Under the federal estate taxes and gift taxes laws, the amount that one gives away during one’s lifetime counts toward the entire exclusion from estate and gift taxes. The lifetime estate and gift tax exclusion is now at $5 million per person indexed for inflation. For  2014 the exclusion is $5,340,000 per person.  There is a federal estate tax of 40% of the net asset value of the estate over 5,340,000. Thus, if a person dying in 2014 has $6,340,000 in net asset value, he would have $1 million taxable and the tax would be $400,000. Under the unified tax concept, the exclusion is reduced for whatever gifts are made over and above the annual gift tax exclusion amount. Thus, one cannot escape estate taxes by giving away once estate prior to death.

REPORTING REQUIREMENTS – Federal Estate Taxes

Federal Estate Taxes – A federal estate tax return, known as form 706, is due nine months after the date of death. That form reports the entire inventory of the persons estate and whatever deductions are allowable to come up with a net taxable amount. If the net amount is under $5,340,000, then there is no tax.  Properties are reported on the form 706 at their date of death values which must be substantiated by appraisals. Because any properties owned by a person at death received a step up in income tax basis to the date of death values, people often file the form 706 for estates that are under the taxable amount just to establish the date of death values.

REPORTING REQUIREMENTS – Federal Gift Taxes

Federal Gift Taxes – A federal gift tax return, known as form 709, is due April 15 of each year to report the gifts of the previous year. There is an annual exclusion from gift tax and gift tax reporting in the amount of $14,000 (this is the 2014 amount which is indexed for inflation) per donor per donee per year. This means that a husband and wife can give $28,000 per year to one child and the under the exclusion. That $28,000 would not count against the $5,340,000 lifetime exemption from estate and gift taxes.  In addition to the annual gift tax exclusion, there is an unlimited gift tax exclusion allowed for amounts paid on behalf of a donee directly to an educational organization, provided such amounts constitute tuition payments. Amounts paid for books, dormitory fees or board on behalf of the donee are not eligible for the unlimited exclusion.  Likewise, amounts paid directly to healthcare providers for medical services on behalf of a donee also qualify for the unlimited gift tax exclusion. Both the medical and tuition exclusions are available without regard to the relationship between the donor nor and donee.  Thus, a grandmother could pay the entire tuition for college of her granddaughter and could also pay the entire tuition for college of neighbor’s daughter and those payments would fall under the annual unlimited gift tax exclusion.

Actions to take:
(a) According to the passage on federal estate and gift taxes, when is a form 706 due?
(b) Decide whether each statement agrees with the passage on federal estate and gift taxes. Answer yes or no and quote the words from the passage that decide it.
(i) The federal estate tax is 40% of the estate's net asset value above $5,340,000.
(ii) Dormitory fees paid on behalf of a donee qualify for the unlimited gift tax exclusion.
(iii) A federal gift tax return is due nine months after the gifts are made.

Spatial localization data

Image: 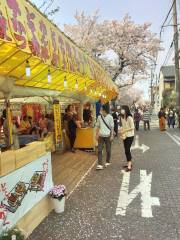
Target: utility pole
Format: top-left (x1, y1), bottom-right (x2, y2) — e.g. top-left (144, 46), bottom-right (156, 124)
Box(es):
top-left (173, 0), bottom-right (180, 106)
top-left (151, 67), bottom-right (153, 107)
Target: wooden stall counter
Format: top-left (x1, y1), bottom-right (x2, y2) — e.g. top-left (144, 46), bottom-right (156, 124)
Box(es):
top-left (74, 127), bottom-right (95, 149)
top-left (0, 142), bottom-right (46, 177)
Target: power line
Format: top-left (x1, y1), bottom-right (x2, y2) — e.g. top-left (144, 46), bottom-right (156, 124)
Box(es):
top-left (160, 0), bottom-right (176, 39)
top-left (162, 40), bottom-right (174, 66)
top-left (154, 0), bottom-right (176, 72)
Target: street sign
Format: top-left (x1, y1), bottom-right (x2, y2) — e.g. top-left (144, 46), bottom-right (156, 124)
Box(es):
top-left (116, 170), bottom-right (160, 218)
top-left (131, 135), bottom-right (150, 153)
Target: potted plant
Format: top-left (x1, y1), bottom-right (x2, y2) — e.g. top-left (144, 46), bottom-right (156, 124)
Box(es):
top-left (0, 228), bottom-right (25, 240)
top-left (49, 185), bottom-right (66, 213)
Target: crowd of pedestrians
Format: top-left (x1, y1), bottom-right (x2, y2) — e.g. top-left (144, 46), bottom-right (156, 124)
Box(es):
top-left (158, 107), bottom-right (180, 131)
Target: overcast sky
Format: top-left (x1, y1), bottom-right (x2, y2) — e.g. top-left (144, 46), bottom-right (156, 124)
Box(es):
top-left (33, 0), bottom-right (176, 96)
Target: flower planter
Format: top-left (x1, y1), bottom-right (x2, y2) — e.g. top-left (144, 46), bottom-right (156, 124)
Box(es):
top-left (52, 197), bottom-right (65, 213)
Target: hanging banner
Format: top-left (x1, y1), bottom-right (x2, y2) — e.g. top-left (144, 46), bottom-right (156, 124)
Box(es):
top-left (53, 100), bottom-right (62, 144)
top-left (0, 153), bottom-right (53, 231)
top-left (6, 101), bottom-right (13, 146)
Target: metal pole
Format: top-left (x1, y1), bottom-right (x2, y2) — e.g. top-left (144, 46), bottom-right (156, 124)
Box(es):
top-left (173, 0), bottom-right (180, 106)
top-left (151, 67), bottom-right (153, 106)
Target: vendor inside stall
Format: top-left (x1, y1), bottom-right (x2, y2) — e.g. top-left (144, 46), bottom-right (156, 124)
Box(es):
top-left (83, 102), bottom-right (92, 126)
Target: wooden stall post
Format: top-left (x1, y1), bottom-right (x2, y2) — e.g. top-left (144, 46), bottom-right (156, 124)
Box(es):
top-left (53, 100), bottom-right (62, 150)
top-left (5, 99), bottom-right (13, 146)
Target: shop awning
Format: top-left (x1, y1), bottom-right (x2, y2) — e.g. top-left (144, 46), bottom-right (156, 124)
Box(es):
top-left (0, 0), bottom-right (118, 100)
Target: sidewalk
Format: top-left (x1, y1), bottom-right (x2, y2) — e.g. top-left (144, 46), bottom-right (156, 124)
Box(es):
top-left (18, 151), bottom-right (97, 235)
top-left (29, 129), bottom-right (180, 240)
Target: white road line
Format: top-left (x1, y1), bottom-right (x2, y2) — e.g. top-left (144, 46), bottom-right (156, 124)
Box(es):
top-left (116, 170), bottom-right (160, 218)
top-left (67, 161), bottom-right (96, 199)
top-left (173, 134), bottom-right (180, 141)
top-left (166, 132), bottom-right (180, 146)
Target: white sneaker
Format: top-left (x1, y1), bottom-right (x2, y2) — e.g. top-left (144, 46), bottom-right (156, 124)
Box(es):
top-left (96, 165), bottom-right (103, 170)
top-left (105, 163), bottom-right (111, 167)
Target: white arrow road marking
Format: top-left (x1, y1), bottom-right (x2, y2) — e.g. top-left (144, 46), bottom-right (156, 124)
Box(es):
top-left (116, 170), bottom-right (160, 218)
top-left (166, 132), bottom-right (180, 146)
top-left (173, 134), bottom-right (180, 141)
top-left (131, 135), bottom-right (150, 153)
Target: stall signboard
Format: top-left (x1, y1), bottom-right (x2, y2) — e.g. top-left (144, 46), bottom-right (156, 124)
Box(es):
top-left (6, 103), bottom-right (13, 146)
top-left (0, 153), bottom-right (53, 231)
top-left (53, 102), bottom-right (62, 144)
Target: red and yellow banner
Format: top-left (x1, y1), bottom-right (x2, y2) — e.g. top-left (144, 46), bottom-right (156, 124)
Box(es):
top-left (53, 101), bottom-right (62, 144)
top-left (0, 0), bottom-right (117, 95)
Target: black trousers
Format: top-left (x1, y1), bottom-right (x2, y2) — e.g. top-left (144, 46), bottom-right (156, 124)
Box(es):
top-left (69, 131), bottom-right (76, 149)
top-left (135, 121), bottom-right (139, 131)
top-left (114, 122), bottom-right (118, 137)
top-left (144, 121), bottom-right (150, 131)
top-left (124, 137), bottom-right (134, 162)
top-left (98, 137), bottom-right (111, 165)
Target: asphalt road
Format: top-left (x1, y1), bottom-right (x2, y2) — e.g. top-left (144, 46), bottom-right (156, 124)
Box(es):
top-left (29, 126), bottom-right (180, 240)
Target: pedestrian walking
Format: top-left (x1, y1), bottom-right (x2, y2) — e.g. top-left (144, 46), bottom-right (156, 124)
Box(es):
top-left (176, 106), bottom-right (180, 128)
top-left (158, 108), bottom-right (166, 131)
top-left (168, 109), bottom-right (175, 128)
top-left (67, 105), bottom-right (78, 153)
top-left (96, 105), bottom-right (114, 170)
top-left (112, 109), bottom-right (119, 137)
top-left (134, 109), bottom-right (141, 131)
top-left (120, 106), bottom-right (134, 172)
top-left (143, 108), bottom-right (151, 131)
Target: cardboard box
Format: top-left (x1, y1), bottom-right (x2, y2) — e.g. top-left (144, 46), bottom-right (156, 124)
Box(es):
top-left (15, 146), bottom-right (37, 168)
top-left (27, 141), bottom-right (46, 158)
top-left (0, 150), bottom-right (16, 176)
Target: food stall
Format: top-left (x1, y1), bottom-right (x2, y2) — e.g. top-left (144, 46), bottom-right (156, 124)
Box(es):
top-left (0, 0), bottom-right (118, 236)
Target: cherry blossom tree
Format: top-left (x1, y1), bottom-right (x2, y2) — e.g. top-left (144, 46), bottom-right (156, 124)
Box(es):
top-left (31, 0), bottom-right (60, 18)
top-left (64, 11), bottom-right (160, 88)
top-left (117, 86), bottom-right (144, 106)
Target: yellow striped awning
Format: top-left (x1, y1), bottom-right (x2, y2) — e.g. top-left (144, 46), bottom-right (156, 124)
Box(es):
top-left (0, 0), bottom-right (118, 100)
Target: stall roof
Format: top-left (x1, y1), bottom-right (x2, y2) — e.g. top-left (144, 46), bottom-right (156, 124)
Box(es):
top-left (0, 0), bottom-right (118, 100)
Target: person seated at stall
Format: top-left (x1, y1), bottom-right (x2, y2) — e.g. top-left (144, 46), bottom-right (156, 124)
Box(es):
top-left (39, 114), bottom-right (48, 137)
top-left (2, 109), bottom-right (10, 148)
top-left (67, 105), bottom-right (81, 153)
top-left (28, 116), bottom-right (39, 137)
top-left (83, 103), bottom-right (92, 126)
top-left (46, 114), bottom-right (54, 133)
top-left (20, 115), bottom-right (31, 134)
top-left (12, 116), bottom-right (21, 150)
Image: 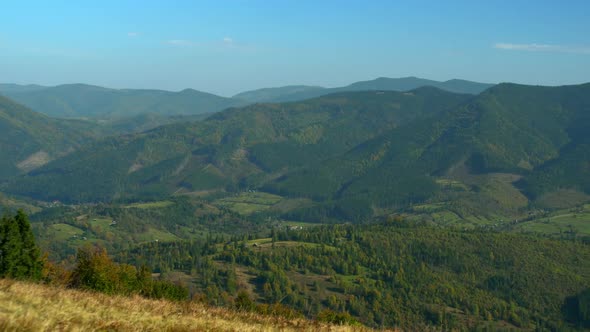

Solved tasks:
(a) Nine months after the date of death.

(b)
(i) Yes: "There is a federal estate tax of 40% of the net asset value of the estate over 5,340,000."
(ii) No: "Amounts paid for books, dormitory fees or board on behalf of the donee are not eligible for the unlimited exclusion."
(iii) No: "A federal gift tax return, known as form 709, is due April 15 of each year to report the gifts of the previous year."